» Problem: Can you arrange all of the material below as a two-column CSV with the headers text and answer? Use one row per entry, put each field in double quotes, and replace line breaks with spaces.

» Source records:
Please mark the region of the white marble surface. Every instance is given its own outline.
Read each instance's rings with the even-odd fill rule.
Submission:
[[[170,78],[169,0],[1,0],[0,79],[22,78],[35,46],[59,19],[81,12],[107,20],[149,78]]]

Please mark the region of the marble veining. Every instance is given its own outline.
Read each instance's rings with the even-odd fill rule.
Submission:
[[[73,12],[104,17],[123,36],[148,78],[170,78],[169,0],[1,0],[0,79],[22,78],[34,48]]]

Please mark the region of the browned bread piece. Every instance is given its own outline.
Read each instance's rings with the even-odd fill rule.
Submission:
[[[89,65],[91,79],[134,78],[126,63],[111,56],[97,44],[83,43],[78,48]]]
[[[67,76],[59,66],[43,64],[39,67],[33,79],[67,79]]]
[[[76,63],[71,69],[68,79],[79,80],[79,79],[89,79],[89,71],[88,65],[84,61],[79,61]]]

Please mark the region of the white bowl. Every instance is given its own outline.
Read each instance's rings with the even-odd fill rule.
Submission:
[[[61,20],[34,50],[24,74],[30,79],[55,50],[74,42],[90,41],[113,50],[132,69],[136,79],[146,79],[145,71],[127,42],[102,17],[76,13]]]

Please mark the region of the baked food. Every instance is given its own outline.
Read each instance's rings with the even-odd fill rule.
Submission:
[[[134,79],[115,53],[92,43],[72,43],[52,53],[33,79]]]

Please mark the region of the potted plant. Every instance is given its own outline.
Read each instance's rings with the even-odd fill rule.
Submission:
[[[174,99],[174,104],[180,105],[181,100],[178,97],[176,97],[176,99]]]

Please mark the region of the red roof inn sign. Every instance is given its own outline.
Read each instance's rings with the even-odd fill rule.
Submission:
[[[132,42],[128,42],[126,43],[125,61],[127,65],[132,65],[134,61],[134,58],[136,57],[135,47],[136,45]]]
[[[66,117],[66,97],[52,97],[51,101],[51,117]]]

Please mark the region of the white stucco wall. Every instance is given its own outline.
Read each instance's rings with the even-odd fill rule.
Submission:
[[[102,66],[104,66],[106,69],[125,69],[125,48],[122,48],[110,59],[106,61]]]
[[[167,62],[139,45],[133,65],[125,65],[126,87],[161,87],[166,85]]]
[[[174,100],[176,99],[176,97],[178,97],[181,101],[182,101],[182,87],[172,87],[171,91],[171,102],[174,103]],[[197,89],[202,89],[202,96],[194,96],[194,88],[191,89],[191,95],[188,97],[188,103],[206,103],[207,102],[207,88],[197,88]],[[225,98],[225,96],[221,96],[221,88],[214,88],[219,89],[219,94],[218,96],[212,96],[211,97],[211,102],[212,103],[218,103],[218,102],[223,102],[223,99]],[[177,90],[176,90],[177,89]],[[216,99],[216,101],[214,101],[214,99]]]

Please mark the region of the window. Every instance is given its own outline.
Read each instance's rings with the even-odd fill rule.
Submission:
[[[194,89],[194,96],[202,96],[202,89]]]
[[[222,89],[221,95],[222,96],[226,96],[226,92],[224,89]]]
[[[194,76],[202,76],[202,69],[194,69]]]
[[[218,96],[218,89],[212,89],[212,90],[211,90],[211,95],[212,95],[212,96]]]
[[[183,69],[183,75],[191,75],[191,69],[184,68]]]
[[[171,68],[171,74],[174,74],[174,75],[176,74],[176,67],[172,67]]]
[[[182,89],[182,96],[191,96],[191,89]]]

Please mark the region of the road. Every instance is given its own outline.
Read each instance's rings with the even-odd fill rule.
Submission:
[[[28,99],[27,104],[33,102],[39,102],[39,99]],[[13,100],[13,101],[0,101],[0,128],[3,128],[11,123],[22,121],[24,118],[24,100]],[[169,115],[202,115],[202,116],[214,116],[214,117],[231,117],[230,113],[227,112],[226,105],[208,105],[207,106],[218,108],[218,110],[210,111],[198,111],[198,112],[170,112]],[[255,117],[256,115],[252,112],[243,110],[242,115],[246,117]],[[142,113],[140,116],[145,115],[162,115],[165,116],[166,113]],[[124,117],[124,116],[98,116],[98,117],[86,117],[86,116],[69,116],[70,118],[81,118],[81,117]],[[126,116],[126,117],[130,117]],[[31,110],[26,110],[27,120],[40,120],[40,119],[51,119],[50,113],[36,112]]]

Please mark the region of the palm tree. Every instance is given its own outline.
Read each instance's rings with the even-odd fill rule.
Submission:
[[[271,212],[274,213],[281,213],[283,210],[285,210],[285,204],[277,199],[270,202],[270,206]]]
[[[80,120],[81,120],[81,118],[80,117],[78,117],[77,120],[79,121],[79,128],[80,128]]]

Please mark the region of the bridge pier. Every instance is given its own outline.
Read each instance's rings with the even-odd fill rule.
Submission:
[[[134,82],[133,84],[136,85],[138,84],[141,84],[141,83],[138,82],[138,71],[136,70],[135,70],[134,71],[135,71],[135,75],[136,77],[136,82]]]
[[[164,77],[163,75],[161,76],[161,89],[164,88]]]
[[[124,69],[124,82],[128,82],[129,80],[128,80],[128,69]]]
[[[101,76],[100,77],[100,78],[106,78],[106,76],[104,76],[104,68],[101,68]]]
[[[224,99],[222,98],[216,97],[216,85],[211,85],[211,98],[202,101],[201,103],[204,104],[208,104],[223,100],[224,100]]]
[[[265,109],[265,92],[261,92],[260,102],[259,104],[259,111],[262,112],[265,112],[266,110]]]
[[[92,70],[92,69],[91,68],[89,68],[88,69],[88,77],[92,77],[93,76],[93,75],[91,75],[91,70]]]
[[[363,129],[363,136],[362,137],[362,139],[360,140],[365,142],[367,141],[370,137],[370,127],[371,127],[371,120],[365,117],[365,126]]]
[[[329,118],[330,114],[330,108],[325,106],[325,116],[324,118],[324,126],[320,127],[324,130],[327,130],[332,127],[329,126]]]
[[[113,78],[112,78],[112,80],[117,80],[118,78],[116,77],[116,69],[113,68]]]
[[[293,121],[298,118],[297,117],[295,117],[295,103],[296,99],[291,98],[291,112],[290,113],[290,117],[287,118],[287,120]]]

» Task solution:
text,answer
"Please mark the region of the white marble surface. Every instance is given its own outline. Read each instance's rings with the even-odd fill rule. Submission:","[[[170,78],[169,0],[1,0],[0,79],[22,78],[35,46],[59,19],[81,12],[107,20],[149,78]]]"
"Please mark the region of the marble veining. Every instance is given its own outline. Read each instance's rings with the even-odd fill rule. Submission:","[[[73,12],[104,17],[123,36],[148,78],[170,78],[169,0],[1,0],[0,79],[22,78],[34,48]]]"
"Please mark the region of the browned bread piece. Every instance is given its own outline. Read each instance's rings with the even-odd fill rule. Submission:","[[[89,65],[91,79],[134,78],[126,63],[111,56],[97,44],[83,43],[78,48]]] [[[67,76],[59,66],[43,64],[39,67],[33,79],[67,79]]] [[[76,63],[71,69],[68,79],[79,80],[79,79],[89,79],[89,71],[88,65],[84,61],[79,61]]]"
"Please mark the region of the white bowl. Every instance is given its own outline. Read each instance's rings with the even-odd fill rule. Submission:","[[[61,20],[34,50],[24,74],[30,79],[55,50],[74,42],[90,41],[113,50],[132,69],[136,79],[146,79],[145,71],[127,42],[102,17],[76,13]]]"
"Please mark the region of the baked food. Every instance is given its own outline. Read each instance's rings with the even-odd fill rule. Submission:","[[[134,79],[115,53],[92,43],[72,43],[52,53],[33,79]]]"
"Please mark the region of the potted plant. Every instance is given its own outline. Read each instance's rings with the even-odd fill rule. Submission:","[[[174,99],[174,104],[180,105],[181,100],[178,97],[176,97],[176,99]]]"
"Please mark the region of the red roof inn sign. Every instance is given its own outline. Read each instance's rings with the even-odd fill rule. Submission:","[[[132,42],[128,42],[126,43],[125,61],[127,65],[132,65],[134,61],[134,58],[136,57],[135,47],[136,45]]] [[[66,117],[66,97],[52,97],[51,101],[51,117]]]"
"Please mark the region of the white stucco wall. Every instance is given its own outline. Read each instance's rings with the even-odd fill rule. Submission:","[[[102,66],[104,66],[106,69],[125,69],[125,48],[122,48],[110,59],[106,61]]] [[[167,62],[139,45],[133,65],[125,65],[126,87],[161,87],[166,85]]] [[[174,100],[176,99],[176,97],[178,97],[181,101],[182,101],[182,87],[172,87],[171,91],[171,102],[174,103]],[[197,89],[202,89],[202,96],[194,96],[194,88],[191,89],[191,95],[188,97],[188,103],[206,103],[207,102],[207,88],[197,88]],[[225,98],[225,96],[221,96],[221,88],[214,88],[219,89],[219,94],[218,96],[212,96],[211,97],[211,102],[212,103],[218,103],[218,102],[223,102],[223,99]],[[177,90],[176,90],[177,89]],[[216,99],[216,101],[214,101],[214,99]]]"
"Please mark the region of the window. Every instance is given its own outline. Read each instance's rings with the even-odd fill rule. Submission:","[[[194,89],[194,96],[202,96],[202,89]]] [[[222,89],[221,95],[222,96],[226,96],[226,92],[224,89]]] [[[194,76],[202,76],[202,69],[194,69]]] [[[218,96],[218,89],[212,89],[212,90],[211,90],[211,95],[212,95],[212,96]]] [[[183,69],[183,75],[191,75],[191,69],[184,68]]] [[[171,68],[171,74],[174,74],[174,75],[176,74],[176,67],[172,67]]] [[[182,89],[182,96],[191,96],[191,89]]]"
"Please mark the region of the road. Every instance is given its own outline. Read each instance's rings with the even-odd fill rule. Submission:","[[[28,99],[27,104],[33,102],[39,102],[39,99]],[[13,100],[13,101],[0,101],[0,128],[3,128],[11,123],[22,121],[24,118],[24,100]],[[169,115],[202,115],[202,116],[214,116],[214,117],[231,117],[230,113],[227,112],[226,105],[208,105],[207,106],[218,108],[218,110],[210,111],[198,111],[198,112],[170,112]],[[255,117],[256,115],[252,112],[243,110],[242,115],[246,117]],[[142,113],[140,116],[145,115],[162,115],[165,116],[166,113]],[[124,117],[124,116],[98,116],[98,117],[86,117],[86,116],[69,116],[70,118],[81,118],[81,117]],[[126,116],[126,117],[130,117]],[[31,110],[26,110],[27,120],[40,120],[40,119],[51,119],[50,113],[36,112]]]"
"Please mark the region of the palm tree. Every instance is given its own outline. Read each instance's rings with the even-odd fill rule. Submission:","[[[271,212],[274,213],[281,213],[283,210],[285,210],[285,204],[277,199],[270,202],[270,206]]] [[[80,120],[81,120],[81,118],[80,117],[78,117],[77,120],[79,121],[79,128],[80,128]]]"
"Please mark the region of the bridge pier. Every instance is given its own outline. Read each instance's rings with the even-odd fill rule. Submission:","[[[134,82],[133,84],[136,85],[138,84],[141,84],[141,83],[138,82],[138,71],[136,70],[135,70],[134,71],[135,71],[135,75],[136,77],[136,82]]] [[[164,77],[163,75],[161,76],[161,89],[164,88]]] [[[124,69],[124,82],[128,82],[129,80],[128,80],[128,69]]] [[[101,76],[100,77],[100,78],[106,78],[106,76],[104,76],[104,68],[101,68]]] [[[224,99],[222,98],[216,97],[216,85],[211,85],[211,98],[202,101],[201,103],[204,104],[208,104],[223,100],[224,100]]] [[[265,109],[265,92],[261,92],[260,102],[259,104],[259,111],[262,112],[265,112],[266,110]]] [[[92,70],[92,69],[91,68],[89,68],[88,69],[88,77],[92,77],[93,76],[93,75],[91,75],[91,70]]] [[[363,129],[363,136],[362,137],[362,139],[360,140],[365,142],[367,141],[370,137],[370,127],[371,127],[371,120],[365,117],[365,126]]] [[[329,118],[330,114],[330,108],[325,106],[325,116],[324,118],[324,126],[320,127],[324,130],[327,130],[332,127],[329,126]]] [[[113,78],[112,78],[112,80],[117,80],[118,78],[116,77],[116,69],[113,68]]] [[[293,121],[298,118],[297,117],[295,117],[295,103],[296,99],[291,98],[291,112],[290,113],[290,117],[287,118],[287,120]]]"